YOUR TASK: Look for the line that has "Confirm that each instance of the chest" in the material below; please repeat it and every line after it, exactly, up to and including the line that has "Confirm that each instance of the man's neck", and nothing else.

= = =

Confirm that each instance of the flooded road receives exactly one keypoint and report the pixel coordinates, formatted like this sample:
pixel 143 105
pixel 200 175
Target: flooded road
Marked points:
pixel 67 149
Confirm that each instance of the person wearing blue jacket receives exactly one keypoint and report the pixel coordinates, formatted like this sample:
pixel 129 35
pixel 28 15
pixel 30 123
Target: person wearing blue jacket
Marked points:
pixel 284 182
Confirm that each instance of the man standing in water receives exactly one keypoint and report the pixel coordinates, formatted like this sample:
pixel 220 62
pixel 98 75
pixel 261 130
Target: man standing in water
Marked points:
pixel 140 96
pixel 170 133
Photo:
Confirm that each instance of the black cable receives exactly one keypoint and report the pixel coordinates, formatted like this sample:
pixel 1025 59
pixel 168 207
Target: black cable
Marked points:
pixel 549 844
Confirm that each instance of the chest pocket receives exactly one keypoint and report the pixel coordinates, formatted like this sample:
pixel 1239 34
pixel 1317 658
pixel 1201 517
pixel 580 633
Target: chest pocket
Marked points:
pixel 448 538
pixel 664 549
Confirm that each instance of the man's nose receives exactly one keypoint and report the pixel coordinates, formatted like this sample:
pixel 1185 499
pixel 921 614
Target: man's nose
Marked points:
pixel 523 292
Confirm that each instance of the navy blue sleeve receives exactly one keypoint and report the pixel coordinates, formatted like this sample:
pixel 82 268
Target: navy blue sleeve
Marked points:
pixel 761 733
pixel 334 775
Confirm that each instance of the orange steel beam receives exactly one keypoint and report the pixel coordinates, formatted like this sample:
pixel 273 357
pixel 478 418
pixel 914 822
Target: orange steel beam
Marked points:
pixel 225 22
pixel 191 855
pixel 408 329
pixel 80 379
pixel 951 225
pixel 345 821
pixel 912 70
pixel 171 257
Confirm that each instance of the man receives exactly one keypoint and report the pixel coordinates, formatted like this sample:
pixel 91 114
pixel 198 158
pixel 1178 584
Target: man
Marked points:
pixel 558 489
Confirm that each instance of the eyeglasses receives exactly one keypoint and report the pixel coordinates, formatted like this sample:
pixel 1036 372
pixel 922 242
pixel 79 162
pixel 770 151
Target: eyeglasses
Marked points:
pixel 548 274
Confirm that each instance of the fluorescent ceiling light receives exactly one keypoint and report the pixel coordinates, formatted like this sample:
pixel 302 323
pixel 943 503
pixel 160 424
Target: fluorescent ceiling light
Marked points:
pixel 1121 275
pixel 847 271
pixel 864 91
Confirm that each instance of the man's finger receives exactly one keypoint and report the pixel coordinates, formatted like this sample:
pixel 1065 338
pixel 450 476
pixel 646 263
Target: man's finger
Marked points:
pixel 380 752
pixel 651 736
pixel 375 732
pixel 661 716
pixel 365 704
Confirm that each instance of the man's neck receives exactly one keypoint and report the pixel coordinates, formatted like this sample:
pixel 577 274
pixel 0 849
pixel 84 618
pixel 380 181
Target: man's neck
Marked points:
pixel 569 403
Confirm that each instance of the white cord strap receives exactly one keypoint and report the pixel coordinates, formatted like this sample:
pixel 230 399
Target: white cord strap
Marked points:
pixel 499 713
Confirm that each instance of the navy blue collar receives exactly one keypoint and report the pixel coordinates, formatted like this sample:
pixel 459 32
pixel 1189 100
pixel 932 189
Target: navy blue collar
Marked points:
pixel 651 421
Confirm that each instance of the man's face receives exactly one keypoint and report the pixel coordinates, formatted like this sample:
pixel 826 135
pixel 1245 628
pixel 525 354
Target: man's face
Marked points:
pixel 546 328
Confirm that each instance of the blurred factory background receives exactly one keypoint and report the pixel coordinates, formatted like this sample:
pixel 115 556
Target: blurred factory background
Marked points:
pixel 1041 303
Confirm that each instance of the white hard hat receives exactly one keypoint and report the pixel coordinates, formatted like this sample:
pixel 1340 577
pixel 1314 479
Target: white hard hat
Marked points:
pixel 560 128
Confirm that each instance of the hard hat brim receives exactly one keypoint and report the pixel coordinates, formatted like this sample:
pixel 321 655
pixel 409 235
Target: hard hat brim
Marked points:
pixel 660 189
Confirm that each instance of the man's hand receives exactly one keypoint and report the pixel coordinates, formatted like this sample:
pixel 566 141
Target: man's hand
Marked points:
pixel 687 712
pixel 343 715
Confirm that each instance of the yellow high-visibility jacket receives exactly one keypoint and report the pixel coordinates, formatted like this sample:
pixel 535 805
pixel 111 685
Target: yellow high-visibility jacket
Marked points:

= = =

SOLUTION TO THE PROBLEM:
Confirm that each instance of the chest pocket receives exactly one keypoint and report the pixel coordinates, formatted like this sample:
pixel 1239 34
pixel 1317 658
pixel 1201 517
pixel 580 633
Target: chest pocket
Marked points:
pixel 448 538
pixel 664 549
Confirm that each instance of the man's nose receives exactly one keypoint and report the pixel coordinates, formatted like this sample:
pixel 1185 499
pixel 921 614
Target: man's nose
Marked points:
pixel 523 292
Confirm that each instance of the navy blue sleeve receives exactly one keypoint and report the pixel coordinates, formatted like this sample:
pixel 82 268
Target: navy blue sleeve
Marked points:
pixel 761 733
pixel 334 775
Confirm that each instance of the orange steel beam receives exactly one keypoint and report the pixel coordinates, formatted like this sample:
pixel 273 357
pixel 478 418
pixel 914 822
Target: orange steel beam
Marked points:
pixel 225 22
pixel 191 855
pixel 408 329
pixel 80 379
pixel 951 225
pixel 345 821
pixel 912 70
pixel 171 257
Confirm that each instance of the man receives exactly one keypoint and report the pixel coordinates, formatted like this sample:
pixel 91 114
pixel 198 158
pixel 1178 584
Target: man
Marked points:
pixel 558 489
Confirm that each instance of the eyeglasses receives exactly one keypoint and report the pixel coordinates, formatted like this sample:
pixel 1036 372
pixel 922 242
pixel 79 162
pixel 770 151
Target: eyeglasses
Marked points:
pixel 548 274
Confirm that each instance of the fluorescent ceiling light receives exactly one keypoint and report the pixel coordinates, formatted like this sample:
pixel 302 323
pixel 943 503
pixel 160 424
Target: fluorescent ceiling light
Marked points:
pixel 1121 275
pixel 847 271
pixel 864 91
Confirm that each instance of the man's finger receives exactly one keypoint and report the pixel coordinates, formatted like this sample:
pixel 1065 338
pixel 450 476
pixel 646 263
Target: man's finger
Marked points:
pixel 380 752
pixel 651 736
pixel 375 732
pixel 661 716
pixel 365 704
Confirm that each instance of the man's neck receives exactly one keypoint and report the pixel coordinates, formatted like this sample:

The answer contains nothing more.